→ TASK TO CARRY OUT: Print the lines below character for character, beginning with the line that contains "query: skirting board" and ending with, and including, the line that contains "top-left (86, 199), bottom-right (500, 817)".

* begin ENTRIES *

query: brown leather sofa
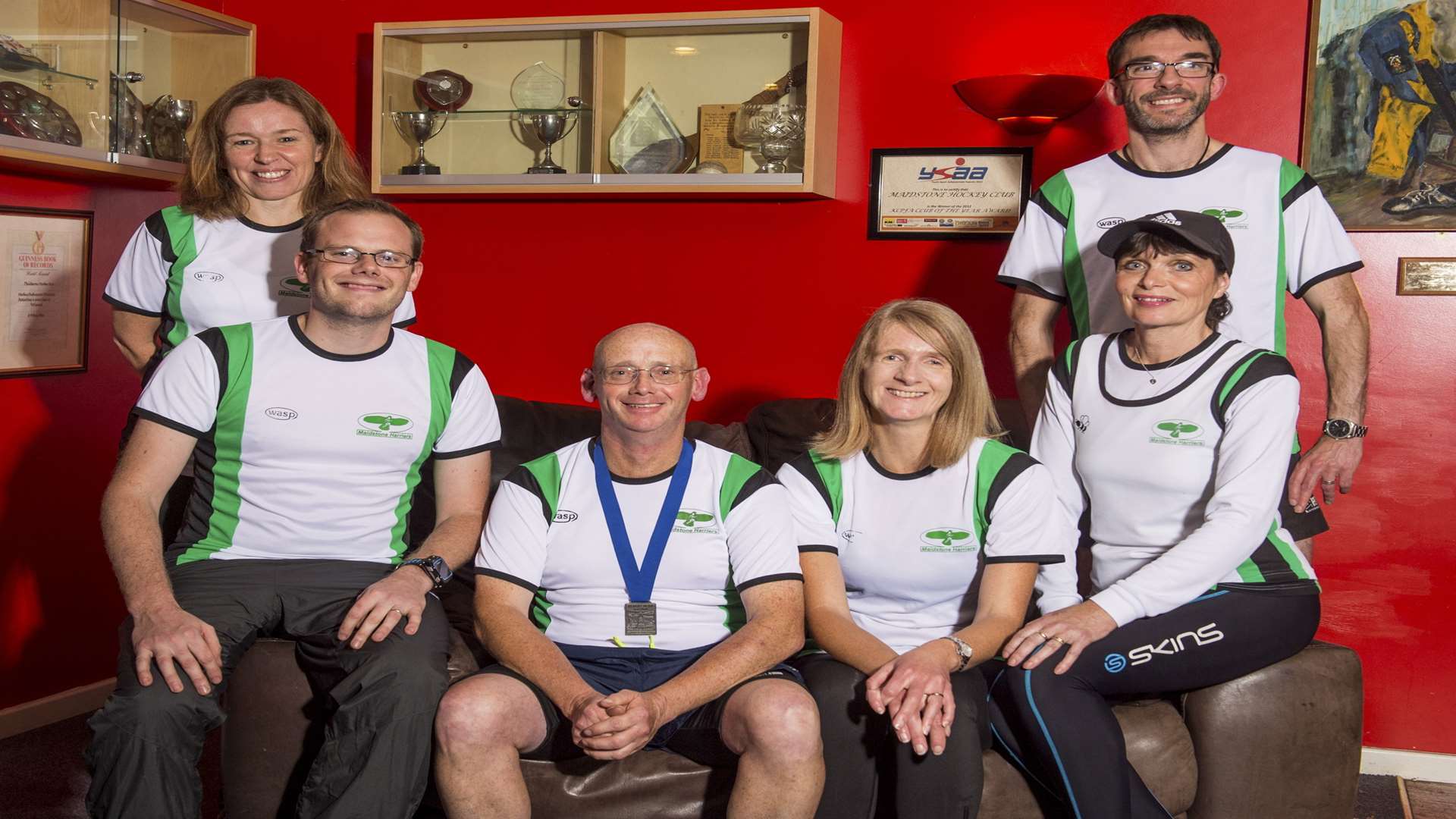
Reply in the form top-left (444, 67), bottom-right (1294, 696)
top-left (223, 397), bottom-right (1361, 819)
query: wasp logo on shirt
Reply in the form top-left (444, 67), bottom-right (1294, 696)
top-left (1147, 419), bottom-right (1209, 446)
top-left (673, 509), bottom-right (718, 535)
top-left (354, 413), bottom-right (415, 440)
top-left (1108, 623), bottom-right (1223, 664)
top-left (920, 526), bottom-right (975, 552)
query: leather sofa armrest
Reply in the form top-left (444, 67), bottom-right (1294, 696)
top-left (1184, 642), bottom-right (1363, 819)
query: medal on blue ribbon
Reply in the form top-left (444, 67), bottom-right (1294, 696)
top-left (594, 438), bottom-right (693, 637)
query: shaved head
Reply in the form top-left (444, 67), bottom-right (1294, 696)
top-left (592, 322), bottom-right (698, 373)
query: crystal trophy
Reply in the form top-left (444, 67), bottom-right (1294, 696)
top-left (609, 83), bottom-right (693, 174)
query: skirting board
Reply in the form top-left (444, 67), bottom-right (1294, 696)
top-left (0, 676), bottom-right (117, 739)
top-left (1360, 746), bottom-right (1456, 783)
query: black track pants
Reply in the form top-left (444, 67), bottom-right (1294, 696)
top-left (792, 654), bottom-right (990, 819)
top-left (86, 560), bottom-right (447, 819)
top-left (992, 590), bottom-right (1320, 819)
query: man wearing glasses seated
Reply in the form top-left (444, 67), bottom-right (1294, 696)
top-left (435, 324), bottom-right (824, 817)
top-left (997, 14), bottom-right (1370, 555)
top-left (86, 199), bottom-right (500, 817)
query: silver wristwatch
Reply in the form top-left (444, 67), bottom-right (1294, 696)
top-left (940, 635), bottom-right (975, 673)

* end ENTRIES *
* begin ENTRIES *

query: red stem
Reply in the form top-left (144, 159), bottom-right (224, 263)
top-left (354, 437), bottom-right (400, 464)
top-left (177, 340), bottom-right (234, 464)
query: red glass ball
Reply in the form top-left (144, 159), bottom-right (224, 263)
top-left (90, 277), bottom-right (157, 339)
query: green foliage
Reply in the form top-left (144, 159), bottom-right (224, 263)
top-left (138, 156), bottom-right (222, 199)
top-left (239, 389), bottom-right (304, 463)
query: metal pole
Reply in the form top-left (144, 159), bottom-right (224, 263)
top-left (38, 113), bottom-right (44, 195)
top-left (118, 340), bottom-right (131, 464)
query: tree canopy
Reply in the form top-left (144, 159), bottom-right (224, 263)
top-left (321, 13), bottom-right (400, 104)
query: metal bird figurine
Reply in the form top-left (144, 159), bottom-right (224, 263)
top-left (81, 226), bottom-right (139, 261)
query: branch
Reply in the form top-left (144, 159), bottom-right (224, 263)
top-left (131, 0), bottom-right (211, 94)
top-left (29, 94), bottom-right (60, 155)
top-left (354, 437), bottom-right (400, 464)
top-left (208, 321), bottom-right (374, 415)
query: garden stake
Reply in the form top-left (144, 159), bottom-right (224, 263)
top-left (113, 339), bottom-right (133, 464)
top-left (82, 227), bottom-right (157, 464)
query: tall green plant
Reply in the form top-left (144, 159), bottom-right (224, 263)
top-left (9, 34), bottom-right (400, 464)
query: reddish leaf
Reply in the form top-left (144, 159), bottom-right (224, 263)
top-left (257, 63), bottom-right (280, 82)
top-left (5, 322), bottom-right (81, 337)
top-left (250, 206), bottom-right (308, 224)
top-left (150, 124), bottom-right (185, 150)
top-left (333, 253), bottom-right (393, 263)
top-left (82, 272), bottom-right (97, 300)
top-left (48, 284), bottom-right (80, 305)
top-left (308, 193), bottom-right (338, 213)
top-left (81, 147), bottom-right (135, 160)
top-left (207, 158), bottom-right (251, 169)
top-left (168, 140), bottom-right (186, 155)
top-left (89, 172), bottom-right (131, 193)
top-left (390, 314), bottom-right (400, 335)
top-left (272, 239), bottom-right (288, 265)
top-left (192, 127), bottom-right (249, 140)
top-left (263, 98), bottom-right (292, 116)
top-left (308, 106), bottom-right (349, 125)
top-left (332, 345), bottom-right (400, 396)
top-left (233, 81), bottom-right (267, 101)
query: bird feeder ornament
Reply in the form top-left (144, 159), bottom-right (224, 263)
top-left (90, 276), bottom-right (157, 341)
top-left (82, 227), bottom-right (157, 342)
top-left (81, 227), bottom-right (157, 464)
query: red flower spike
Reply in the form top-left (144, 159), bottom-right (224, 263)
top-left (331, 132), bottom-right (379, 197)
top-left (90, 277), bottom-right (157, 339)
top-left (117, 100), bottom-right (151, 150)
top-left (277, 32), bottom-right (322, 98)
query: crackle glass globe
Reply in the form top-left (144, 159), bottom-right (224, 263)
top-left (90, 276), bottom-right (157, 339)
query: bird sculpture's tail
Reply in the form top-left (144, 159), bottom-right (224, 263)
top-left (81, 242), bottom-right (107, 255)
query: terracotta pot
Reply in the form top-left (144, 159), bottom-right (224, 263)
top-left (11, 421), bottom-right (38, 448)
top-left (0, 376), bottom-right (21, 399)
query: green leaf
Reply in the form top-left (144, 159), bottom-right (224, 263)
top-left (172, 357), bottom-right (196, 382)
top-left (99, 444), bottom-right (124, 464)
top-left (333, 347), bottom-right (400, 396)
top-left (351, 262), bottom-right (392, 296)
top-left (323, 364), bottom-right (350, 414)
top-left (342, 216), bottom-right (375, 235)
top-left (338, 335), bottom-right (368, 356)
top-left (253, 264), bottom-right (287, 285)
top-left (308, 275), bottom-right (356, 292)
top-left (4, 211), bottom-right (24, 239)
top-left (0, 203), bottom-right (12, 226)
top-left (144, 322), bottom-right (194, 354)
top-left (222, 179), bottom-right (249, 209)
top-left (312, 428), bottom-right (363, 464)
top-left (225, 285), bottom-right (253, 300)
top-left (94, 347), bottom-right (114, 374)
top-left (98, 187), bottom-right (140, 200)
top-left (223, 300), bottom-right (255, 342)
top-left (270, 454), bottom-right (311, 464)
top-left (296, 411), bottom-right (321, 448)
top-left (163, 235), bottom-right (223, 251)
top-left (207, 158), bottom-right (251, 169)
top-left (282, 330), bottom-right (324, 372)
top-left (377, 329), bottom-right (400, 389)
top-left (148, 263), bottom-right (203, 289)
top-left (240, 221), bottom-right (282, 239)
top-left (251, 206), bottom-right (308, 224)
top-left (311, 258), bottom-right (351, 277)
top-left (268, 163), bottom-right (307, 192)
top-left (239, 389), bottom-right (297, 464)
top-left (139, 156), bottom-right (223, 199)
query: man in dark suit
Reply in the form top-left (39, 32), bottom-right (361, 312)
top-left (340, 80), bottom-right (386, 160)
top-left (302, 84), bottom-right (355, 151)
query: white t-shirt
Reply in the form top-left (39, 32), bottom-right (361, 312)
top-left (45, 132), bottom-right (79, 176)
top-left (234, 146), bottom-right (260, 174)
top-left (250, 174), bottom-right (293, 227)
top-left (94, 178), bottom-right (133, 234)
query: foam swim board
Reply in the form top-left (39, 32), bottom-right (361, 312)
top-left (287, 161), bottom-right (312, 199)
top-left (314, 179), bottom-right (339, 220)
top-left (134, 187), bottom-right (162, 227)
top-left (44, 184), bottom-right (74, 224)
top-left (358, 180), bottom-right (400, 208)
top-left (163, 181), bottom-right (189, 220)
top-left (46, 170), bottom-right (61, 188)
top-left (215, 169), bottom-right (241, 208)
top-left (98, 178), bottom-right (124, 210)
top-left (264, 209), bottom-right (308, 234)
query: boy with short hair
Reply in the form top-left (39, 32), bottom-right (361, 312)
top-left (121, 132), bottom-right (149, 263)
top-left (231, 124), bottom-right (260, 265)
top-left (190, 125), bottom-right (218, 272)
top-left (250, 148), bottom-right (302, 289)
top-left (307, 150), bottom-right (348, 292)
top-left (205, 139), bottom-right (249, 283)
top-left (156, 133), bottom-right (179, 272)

* end ENTRIES *

→ RESPONSE FOR THIS EXERCISE:
query: skirting board
Reply in the form top-left (444, 67), bottom-right (1294, 696)
top-left (0, 676), bottom-right (117, 739)
top-left (1360, 746), bottom-right (1456, 783)
query: black track pants
Reply in the form top-left (444, 67), bottom-right (1294, 696)
top-left (792, 654), bottom-right (990, 819)
top-left (86, 560), bottom-right (447, 819)
top-left (992, 590), bottom-right (1320, 819)
query: man wearing glasses seated
Reply in the form top-left (444, 67), bottom-right (1294, 696)
top-left (435, 324), bottom-right (824, 817)
top-left (997, 14), bottom-right (1370, 555)
top-left (86, 199), bottom-right (500, 817)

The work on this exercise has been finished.